─── Entries provided

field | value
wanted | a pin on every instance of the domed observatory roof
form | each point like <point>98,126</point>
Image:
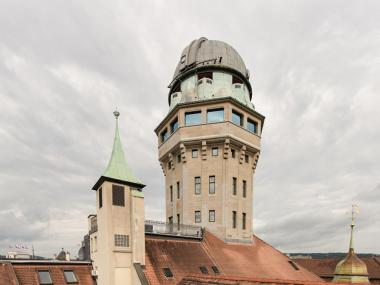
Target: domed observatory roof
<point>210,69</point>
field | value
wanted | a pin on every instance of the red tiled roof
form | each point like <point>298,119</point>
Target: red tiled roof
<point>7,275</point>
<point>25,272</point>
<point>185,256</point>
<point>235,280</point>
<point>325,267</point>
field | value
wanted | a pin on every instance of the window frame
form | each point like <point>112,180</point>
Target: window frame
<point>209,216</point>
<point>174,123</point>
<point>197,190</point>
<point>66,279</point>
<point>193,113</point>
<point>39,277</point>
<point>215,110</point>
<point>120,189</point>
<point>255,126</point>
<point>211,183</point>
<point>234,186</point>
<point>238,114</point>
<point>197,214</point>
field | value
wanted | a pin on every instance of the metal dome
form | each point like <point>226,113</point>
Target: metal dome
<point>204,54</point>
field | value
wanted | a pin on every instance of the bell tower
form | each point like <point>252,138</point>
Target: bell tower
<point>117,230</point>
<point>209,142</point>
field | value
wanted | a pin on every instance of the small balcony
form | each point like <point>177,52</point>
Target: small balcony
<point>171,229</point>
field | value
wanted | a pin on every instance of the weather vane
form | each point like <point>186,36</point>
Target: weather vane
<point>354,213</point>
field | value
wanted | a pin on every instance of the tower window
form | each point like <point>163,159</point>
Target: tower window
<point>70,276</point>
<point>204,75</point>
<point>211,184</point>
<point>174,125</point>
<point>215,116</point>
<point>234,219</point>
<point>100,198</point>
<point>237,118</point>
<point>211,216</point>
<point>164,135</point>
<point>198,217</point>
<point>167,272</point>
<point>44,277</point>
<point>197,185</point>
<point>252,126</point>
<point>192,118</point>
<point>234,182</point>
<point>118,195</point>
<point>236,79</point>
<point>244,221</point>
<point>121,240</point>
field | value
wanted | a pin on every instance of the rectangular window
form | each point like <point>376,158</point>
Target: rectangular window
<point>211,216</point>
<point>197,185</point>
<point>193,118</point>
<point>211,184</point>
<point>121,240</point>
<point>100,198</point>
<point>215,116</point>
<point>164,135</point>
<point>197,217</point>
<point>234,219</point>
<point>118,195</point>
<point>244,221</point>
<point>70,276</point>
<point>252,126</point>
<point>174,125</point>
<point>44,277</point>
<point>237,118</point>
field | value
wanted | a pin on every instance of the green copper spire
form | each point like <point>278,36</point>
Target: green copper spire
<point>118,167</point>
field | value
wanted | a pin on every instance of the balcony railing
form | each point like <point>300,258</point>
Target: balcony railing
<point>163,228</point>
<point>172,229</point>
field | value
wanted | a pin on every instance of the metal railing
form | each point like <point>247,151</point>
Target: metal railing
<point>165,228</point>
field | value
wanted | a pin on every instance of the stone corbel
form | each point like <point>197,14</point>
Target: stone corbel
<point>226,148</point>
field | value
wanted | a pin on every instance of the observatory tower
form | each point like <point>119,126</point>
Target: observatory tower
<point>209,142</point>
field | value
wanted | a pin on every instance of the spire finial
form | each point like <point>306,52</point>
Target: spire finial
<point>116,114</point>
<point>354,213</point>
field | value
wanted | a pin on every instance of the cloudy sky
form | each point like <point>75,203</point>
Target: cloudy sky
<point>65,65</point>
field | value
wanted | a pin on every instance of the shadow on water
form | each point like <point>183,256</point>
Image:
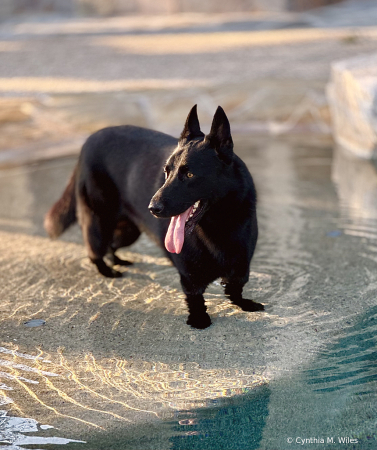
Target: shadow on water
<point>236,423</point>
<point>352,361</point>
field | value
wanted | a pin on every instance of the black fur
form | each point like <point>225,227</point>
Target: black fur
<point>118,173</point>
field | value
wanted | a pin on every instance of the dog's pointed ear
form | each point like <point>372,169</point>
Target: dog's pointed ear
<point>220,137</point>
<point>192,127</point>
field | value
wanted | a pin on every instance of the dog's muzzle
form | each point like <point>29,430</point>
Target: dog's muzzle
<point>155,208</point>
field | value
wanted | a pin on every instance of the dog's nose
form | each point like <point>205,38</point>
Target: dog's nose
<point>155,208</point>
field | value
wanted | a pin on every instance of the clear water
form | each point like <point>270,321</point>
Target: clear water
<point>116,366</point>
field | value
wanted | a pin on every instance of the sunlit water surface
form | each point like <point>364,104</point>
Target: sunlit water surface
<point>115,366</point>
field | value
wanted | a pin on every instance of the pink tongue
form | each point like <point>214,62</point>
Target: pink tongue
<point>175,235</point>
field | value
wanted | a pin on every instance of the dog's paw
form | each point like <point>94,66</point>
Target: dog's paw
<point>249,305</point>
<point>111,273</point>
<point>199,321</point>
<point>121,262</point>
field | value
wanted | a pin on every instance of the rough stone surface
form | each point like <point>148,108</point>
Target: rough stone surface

──────

Given exercise:
Print all of the records above again, line for line, and leave the pictures out.

Output of the exercise:
field | value
wanted | a pin on every instance of the domed observatory roof
form | each point like <point>98,126</point>
Image:
Target: domed observatory roof
<point>210,69</point>
field | value
wanted | a pin on every instance of the red tiled roof
form | each point like <point>298,119</point>
Target: red tiled roof
<point>7,275</point>
<point>25,272</point>
<point>185,256</point>
<point>235,280</point>
<point>325,267</point>
field | value
wanted | a pin on every instance of the window frame
form | each point like <point>112,180</point>
Target: window frame
<point>209,216</point>
<point>174,123</point>
<point>197,190</point>
<point>66,279</point>
<point>193,113</point>
<point>39,277</point>
<point>215,110</point>
<point>120,189</point>
<point>255,126</point>
<point>211,183</point>
<point>234,186</point>
<point>238,114</point>
<point>197,214</point>
field | value
wanted | a pin on every instance of the metal dome
form | each point like <point>226,113</point>
Target: metal dome
<point>204,54</point>
field | value
wanted | a pin on every instance of the bell tower
form | each point like <point>252,138</point>
Target: bell tower
<point>117,230</point>
<point>209,142</point>
field | value
wanted | a pin on every instance of the small balcony
form | each point like <point>177,52</point>
Target: small balcony
<point>171,229</point>
field | value
wanted | a pin on every instance of the weather vane
form | each point like <point>186,36</point>
Target: weather vane
<point>354,213</point>
field | value
wanted | a pin on every instance of the tower window
form | each point like <point>163,159</point>
Target: tower window
<point>70,276</point>
<point>204,75</point>
<point>211,184</point>
<point>174,125</point>
<point>215,116</point>
<point>234,219</point>
<point>100,198</point>
<point>237,118</point>
<point>211,216</point>
<point>164,135</point>
<point>198,217</point>
<point>167,272</point>
<point>44,277</point>
<point>197,185</point>
<point>252,126</point>
<point>192,118</point>
<point>234,182</point>
<point>118,195</point>
<point>236,79</point>
<point>244,221</point>
<point>121,240</point>
field | value
wanted | a pin on every instance of the rectangular window
form | each point like <point>376,158</point>
Target: rectangular window
<point>211,216</point>
<point>197,185</point>
<point>193,118</point>
<point>211,184</point>
<point>121,240</point>
<point>100,198</point>
<point>215,116</point>
<point>164,135</point>
<point>197,217</point>
<point>234,219</point>
<point>118,195</point>
<point>244,221</point>
<point>70,276</point>
<point>252,126</point>
<point>174,125</point>
<point>44,277</point>
<point>237,118</point>
field | value
wanted | a pin on every instance of the green copper spire
form | each point like <point>278,36</point>
Target: green copper spire
<point>118,167</point>
field | value
wanted | a pin on every instance of the balcony railing
form | each point like <point>300,258</point>
Target: balcony railing
<point>163,228</point>
<point>172,229</point>
field | value
wanted | a pin on every instance of the metal railing
form | each point like <point>247,151</point>
Target: metal railing
<point>165,228</point>
field | value
wanted | a pin on every instance of the stone corbel
form | each point like <point>197,14</point>
Target: stone corbel
<point>226,148</point>
field | value
wanted | a pin on every instance of the observatory tower
form | each point like <point>119,126</point>
Target: observatory tower
<point>209,142</point>
field | value
wanted | a pin on every instance of the spire finial
form | each point like <point>306,52</point>
Target: spire finial
<point>116,114</point>
<point>354,213</point>
field | value
wanted | a pin on every instance of the cloudy sky
form | each point like <point>75,203</point>
Target: cloudy sky
<point>65,65</point>
field | value
wanted | a pin on every instance of the shadow on water
form | each point like <point>183,256</point>
Image:
Target: shadow on water
<point>236,423</point>
<point>352,361</point>
field | value
wanted | a pin on every instance of the black fur
form | each point like <point>225,227</point>
Target: black fur
<point>118,173</point>
field | value
wanted | a pin on every instance of the dog's pointed ear
form | each point like <point>372,169</point>
Target: dog's pointed ear
<point>220,137</point>
<point>192,127</point>
field | value
wanted | a pin on every instance of the dog's muzzle
form | each point like <point>29,430</point>
Target: dog's muzzle
<point>155,208</point>
field | value
wanted | a pin on every instance of the dog's nose
form | each point like <point>205,38</point>
Target: dog's nose
<point>155,208</point>
field | value
wanted | a pin on every instance of the clear water
form | each point like <point>270,321</point>
Target: clear water
<point>116,366</point>
field | value
wanted | a pin on every instance of the sunlit water surface
form | each point like <point>364,104</point>
Target: sunlit water surface
<point>115,366</point>
field | value
wanted | a pin on every instance of the pink tongue
form | each point like <point>214,62</point>
Target: pink tongue
<point>175,235</point>
field | value
wanted | a pin on every instance of the dog's paw
form | each point like <point>94,66</point>
Target: dog's paw
<point>249,305</point>
<point>111,273</point>
<point>199,321</point>
<point>121,262</point>
field | value
wanted | a pin on every instance of the rough stone surface
form | each point like <point>148,108</point>
Target: rough stone surface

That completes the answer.